-- begin Selected passage --
For most of the religious students specializing in theology, philosophy, communications, and canon law, the three-module economics course means navigating a new field of human inquiry – one filled with complex charts, graphs, mathematics and an entirely different ‘lingo’ to learn.  

Economics for Ecclesiastics also represented the pontifical university’s first foray into teaching economic principles while at the same time presupposing the moral-theological teachings of the Church.

Moral judgments on issues such as fair prices, living wages, material wealth, and poverty are inevitable and welcome during classroom discussion. However, the new course concentrates on a ‘positive’, ‘scientific’ study of economics – on the empirical, objective how and what we know about economic realities, as opposed to the ‘normative’, ‘prescriptive’ aspect about how economic behavior and systems should ideally be.

While a prescriptive approach to teaching economics is of vital interest to the students, who in their professional and religious lives must assess political-economic values when preaching, giving pastoral counsel to business persons, and being effective in their missionary work, the course’s director, Msgr. Martin Schlag, has a different vision. 

Msgr. Schlag is moral theologian who created the course with philosophy professor colleague Dr. Juan Andres Mercado as part of the university’s already successful Markets, Culture and Ethics Research Center. Together they have a ‘first-things-first’ approach.
-- end Selected passage --
-- begin Extracted data --
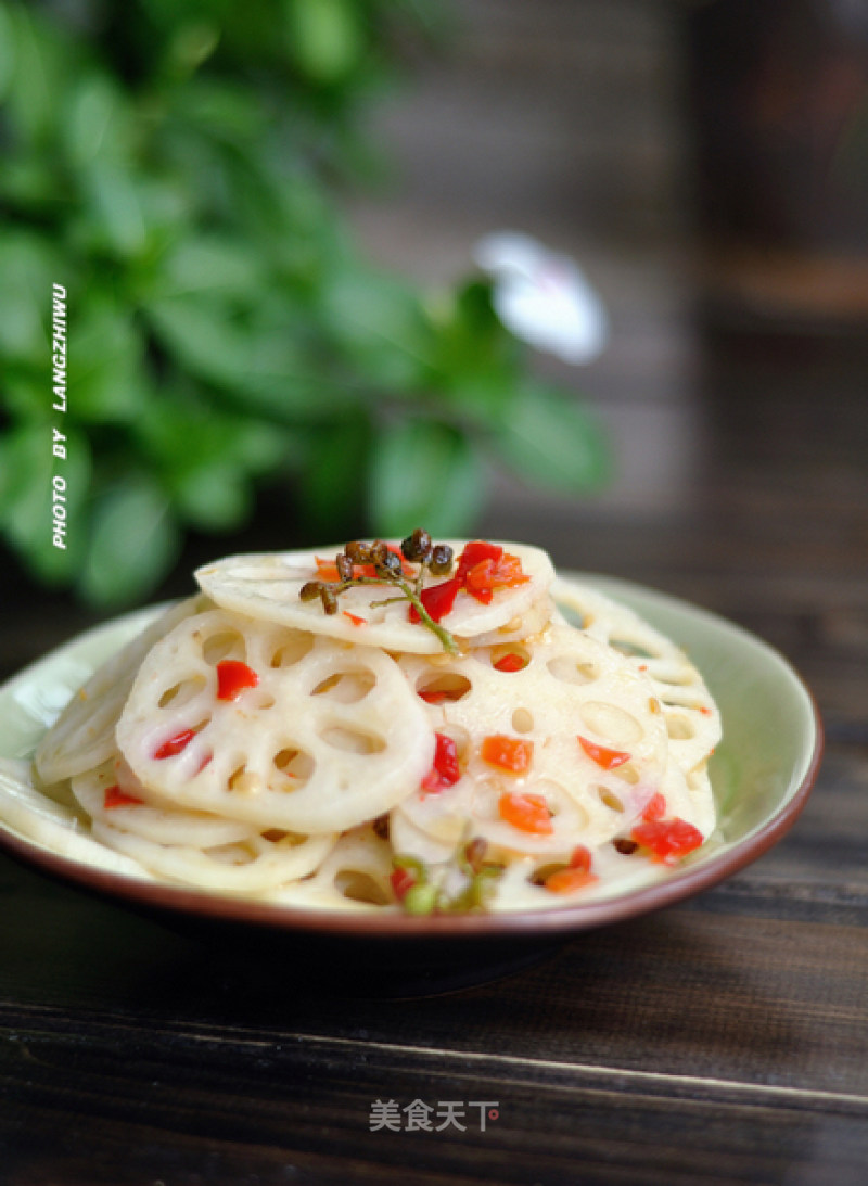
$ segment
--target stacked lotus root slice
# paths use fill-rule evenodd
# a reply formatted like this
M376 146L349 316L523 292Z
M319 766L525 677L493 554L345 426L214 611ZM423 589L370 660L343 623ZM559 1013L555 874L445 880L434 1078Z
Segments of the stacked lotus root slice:
M449 548L206 566L72 696L37 792L113 867L311 907L556 906L677 863L715 822L700 674L540 549Z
-- end Extracted data --
## Given instruction A:
Answer these from the passage on the economics course:
(i) What four fields do most of the religious students specialize in?
(ii) Who is the course's director?
(iii) What research center is the course part of?
## Given instruction B:
Rewrite the passage on the economics course from "Economics for Ecclesiastics" up to and including "of the Church.", changing "foray" to "venture".

## Problem solution A:
(i) Theology, philosophy, communications, and canon law.
(ii) Msgr. Martin Schlag.
(iii) The university's Markets, Culture and Ethics Research Center.

## Problem solution B:
Economics for Ecclesiastics also represented the pontifical university’s first venture into teaching economic principles while at the same time presupposing the moral-theological teachings of the Church.